▶ _Short task_: Please print all of the rows below word for word, with every line kept the same.

▶ _Records_:
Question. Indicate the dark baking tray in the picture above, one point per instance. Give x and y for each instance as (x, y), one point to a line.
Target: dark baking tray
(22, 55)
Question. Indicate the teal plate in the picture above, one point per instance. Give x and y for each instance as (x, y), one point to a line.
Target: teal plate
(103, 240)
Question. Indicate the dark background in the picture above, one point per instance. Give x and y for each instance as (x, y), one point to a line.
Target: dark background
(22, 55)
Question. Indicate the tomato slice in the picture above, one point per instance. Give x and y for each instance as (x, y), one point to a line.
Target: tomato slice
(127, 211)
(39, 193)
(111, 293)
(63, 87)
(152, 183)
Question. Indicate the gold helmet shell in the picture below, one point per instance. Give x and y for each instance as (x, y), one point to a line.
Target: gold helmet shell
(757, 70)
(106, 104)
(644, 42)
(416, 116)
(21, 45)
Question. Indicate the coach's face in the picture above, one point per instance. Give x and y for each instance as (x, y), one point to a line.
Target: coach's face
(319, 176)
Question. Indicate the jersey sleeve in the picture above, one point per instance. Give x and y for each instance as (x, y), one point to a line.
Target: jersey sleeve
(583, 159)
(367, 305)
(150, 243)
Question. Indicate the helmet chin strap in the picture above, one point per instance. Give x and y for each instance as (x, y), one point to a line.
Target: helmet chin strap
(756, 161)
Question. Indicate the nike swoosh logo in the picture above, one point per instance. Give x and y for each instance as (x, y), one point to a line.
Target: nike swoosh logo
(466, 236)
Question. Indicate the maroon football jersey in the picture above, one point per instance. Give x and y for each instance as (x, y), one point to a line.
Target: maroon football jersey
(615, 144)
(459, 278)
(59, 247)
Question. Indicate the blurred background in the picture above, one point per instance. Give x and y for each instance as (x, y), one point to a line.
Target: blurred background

▶ _Correct answer_:
Question. Indicate the dark baking tray in the picture above, one point per instance. Give x and y for each instance as (x, y), one point to a line.
Target: dark baking tray
(22, 55)
Question. Indicate the teal plate in the picture above, one point per instance. Give x and y for each instance as (x, y), one point to a line.
Target: teal plate
(103, 240)
Question. Indicate the dark background in the picture above, one point per instance. Give x and y for each instance as (x, y), one point to a line.
Target: dark background
(22, 55)
Question. Indicate the tomato slice in the picture above, one point per instance. Give x and y for each instance as (x, y), one point to a line.
Target: tomato slice
(127, 211)
(39, 193)
(111, 293)
(63, 87)
(152, 183)
Question. Indicate the gold helmet shell in the picture below, one point per instance. Give x and y for each instance as (x, y), one point to a line.
Target: gold helmet shell
(757, 70)
(106, 104)
(644, 42)
(416, 116)
(21, 45)
Question. Indicate the coach's face in the picture above, one point per instance. Give x and y for each instance as (x, y), one point to a line.
Target: coach's face
(319, 176)
Question. Indicate the jersey sleeve in the picture above, one point per instance. Give x and y for each instance as (x, y), one point to a line.
Target: jersey sleeve
(583, 159)
(367, 305)
(150, 243)
Question. Indicate the helmet chin strap in the picture above, one point per instance. Give x and y for each instance as (x, y), one point to a line.
Target: helmet chin strap
(756, 161)
Question. Indicate the nike swoosh logo in the picture above, one point per instance. Give x and y for each instance as (x, y), one point to a line.
Target: nike swoosh logo
(466, 236)
Question. Indicate the maroon football jersey in the picture above, one point per instance. Give x and y for each instance as (x, y), one point to a line.
Target: maroon football jersey
(615, 144)
(459, 278)
(59, 247)
Question. Indicate the blurred background in the picture above, one point per instance. Give x and y for each instance as (x, y), one point to a line.
Target: blurred background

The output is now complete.